▶ _Exercise brief_
Lines with "centre": copy each one from the listing below.

========================

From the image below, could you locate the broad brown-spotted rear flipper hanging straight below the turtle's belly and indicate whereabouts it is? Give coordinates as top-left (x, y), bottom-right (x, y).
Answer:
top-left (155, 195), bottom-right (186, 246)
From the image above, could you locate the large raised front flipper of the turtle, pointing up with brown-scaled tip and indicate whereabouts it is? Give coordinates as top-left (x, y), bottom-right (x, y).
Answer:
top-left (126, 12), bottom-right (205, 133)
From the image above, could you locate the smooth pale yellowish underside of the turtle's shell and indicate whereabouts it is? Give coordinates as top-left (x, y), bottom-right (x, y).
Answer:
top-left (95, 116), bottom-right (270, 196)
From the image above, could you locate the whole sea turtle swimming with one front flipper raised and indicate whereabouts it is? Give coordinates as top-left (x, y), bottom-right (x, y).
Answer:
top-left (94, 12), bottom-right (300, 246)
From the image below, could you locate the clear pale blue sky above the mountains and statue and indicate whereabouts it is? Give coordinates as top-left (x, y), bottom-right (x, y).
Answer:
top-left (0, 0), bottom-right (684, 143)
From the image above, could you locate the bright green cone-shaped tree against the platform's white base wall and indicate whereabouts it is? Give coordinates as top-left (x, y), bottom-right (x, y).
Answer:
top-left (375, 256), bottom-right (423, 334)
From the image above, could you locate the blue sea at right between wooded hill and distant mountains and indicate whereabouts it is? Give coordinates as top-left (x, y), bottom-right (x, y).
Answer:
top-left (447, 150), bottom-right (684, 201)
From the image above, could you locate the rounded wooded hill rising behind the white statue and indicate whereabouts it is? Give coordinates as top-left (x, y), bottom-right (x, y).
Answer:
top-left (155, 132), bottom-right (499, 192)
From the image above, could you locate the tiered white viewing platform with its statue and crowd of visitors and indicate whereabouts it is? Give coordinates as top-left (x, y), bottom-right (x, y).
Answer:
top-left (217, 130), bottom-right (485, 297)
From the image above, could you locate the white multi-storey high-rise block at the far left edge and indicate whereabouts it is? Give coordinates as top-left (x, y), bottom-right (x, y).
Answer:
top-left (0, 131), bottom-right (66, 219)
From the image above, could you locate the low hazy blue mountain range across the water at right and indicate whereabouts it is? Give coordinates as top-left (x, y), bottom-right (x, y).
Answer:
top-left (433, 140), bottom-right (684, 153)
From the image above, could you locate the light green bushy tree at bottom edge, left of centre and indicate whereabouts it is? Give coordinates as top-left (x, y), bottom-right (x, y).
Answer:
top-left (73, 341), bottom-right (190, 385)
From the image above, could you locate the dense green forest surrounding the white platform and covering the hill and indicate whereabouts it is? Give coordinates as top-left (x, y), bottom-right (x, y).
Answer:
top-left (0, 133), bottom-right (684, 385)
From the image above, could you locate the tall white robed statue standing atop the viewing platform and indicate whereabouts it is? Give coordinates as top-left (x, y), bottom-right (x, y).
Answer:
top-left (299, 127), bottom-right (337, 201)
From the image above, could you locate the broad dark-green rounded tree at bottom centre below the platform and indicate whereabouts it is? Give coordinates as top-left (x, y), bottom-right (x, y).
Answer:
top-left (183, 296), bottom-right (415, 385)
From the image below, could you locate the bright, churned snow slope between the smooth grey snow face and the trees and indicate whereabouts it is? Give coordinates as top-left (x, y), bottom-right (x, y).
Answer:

========================

▶ _Task output_
From the image above, could you locate the light green bushy tree at bottom edge, left of centre and indicate whereabouts it is? Give coordinates as top-left (x, y), bottom-right (x, y).
From the image above, could you locate the broad dark-green rounded tree at bottom centre below the platform and indicate whereabouts it is? Give coordinates as top-left (x, y), bottom-right (x, y).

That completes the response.